#### EXERCISE
The entries below are to be repeated exactly as they stand.

(Point-per-instance localization data)
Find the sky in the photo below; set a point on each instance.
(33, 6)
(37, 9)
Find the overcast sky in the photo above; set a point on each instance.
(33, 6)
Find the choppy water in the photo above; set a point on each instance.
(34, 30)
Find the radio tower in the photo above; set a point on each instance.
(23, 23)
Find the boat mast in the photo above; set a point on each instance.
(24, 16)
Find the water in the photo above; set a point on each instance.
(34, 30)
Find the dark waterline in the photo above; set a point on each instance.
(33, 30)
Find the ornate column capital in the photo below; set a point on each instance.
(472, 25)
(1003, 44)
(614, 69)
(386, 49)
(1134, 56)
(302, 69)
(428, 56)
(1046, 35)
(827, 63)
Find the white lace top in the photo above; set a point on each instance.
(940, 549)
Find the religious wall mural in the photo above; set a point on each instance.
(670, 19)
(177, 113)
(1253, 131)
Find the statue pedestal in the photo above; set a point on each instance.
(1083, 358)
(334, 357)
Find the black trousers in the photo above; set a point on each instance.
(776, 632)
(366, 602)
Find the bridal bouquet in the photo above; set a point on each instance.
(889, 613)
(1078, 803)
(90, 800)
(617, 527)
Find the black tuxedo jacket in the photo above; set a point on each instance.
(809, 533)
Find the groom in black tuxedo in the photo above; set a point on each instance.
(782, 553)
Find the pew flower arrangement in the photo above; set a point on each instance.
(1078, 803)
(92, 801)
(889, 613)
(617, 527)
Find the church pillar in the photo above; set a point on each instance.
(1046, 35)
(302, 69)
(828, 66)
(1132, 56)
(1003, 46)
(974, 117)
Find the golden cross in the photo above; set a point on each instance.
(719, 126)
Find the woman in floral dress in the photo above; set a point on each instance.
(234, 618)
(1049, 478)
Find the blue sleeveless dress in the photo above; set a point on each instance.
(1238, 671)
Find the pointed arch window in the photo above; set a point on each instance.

#### OUTPUT
Find the sky in the photo below; set a point on each instance.
(33, 6)
(37, 9)
Find the overcast sky in the photo above; set a point on each instance.
(33, 6)
Find the choppy water in the photo above; set a point on each instance.
(34, 30)
Find the radio tower in the photo above; set a point on each instance.
(23, 23)
Find the boat mast in the photo above; set a point on each instance.
(24, 16)
Find the water in the photo above; set a point on each instance.
(34, 30)
Find the dark waterline in the photo above; set a point on each instance.
(33, 30)
Find the ornate column capital in the photo below; set a point on each instance.
(472, 25)
(1003, 44)
(614, 69)
(386, 49)
(1134, 56)
(302, 69)
(428, 56)
(1046, 35)
(827, 63)
Find the white lace top in the photo above; set a point on each instance.
(940, 549)
Find the religious wall mural in the photo above; set a point on each instance.
(670, 19)
(177, 113)
(1253, 131)
Find the statue pedestal in the photo above; set a point on each instance.
(1083, 358)
(334, 357)
Find the black trousers in the photo above; set a point on each instance.
(776, 632)
(366, 602)
Find the bridal bouquet in the photo above; set a point on each instance.
(889, 613)
(1078, 803)
(90, 800)
(617, 527)
Find the black tuxedo jacket in the photo above; set a point on each instance.
(809, 533)
Find the groom in black tuxedo in the photo above; set a point on each instance.
(782, 553)
Find the pew flower arrangement in the photo above; set a point on each instance.
(1078, 803)
(92, 801)
(889, 613)
(617, 527)
Find the church pillar in the photo above; set a point on each instance.
(1046, 35)
(302, 69)
(828, 66)
(1132, 56)
(1003, 46)
(974, 117)
Find the golden cross in the photo above; set a point on each instance.
(719, 126)
Find the woman in floral dress in the photo above; set a point on each instance.
(234, 618)
(1049, 478)
Find the blue sleeveless dress in the photo above; set a point on each instance.
(1238, 671)
Find the pointed arch window in the photo above; set a point on each instance.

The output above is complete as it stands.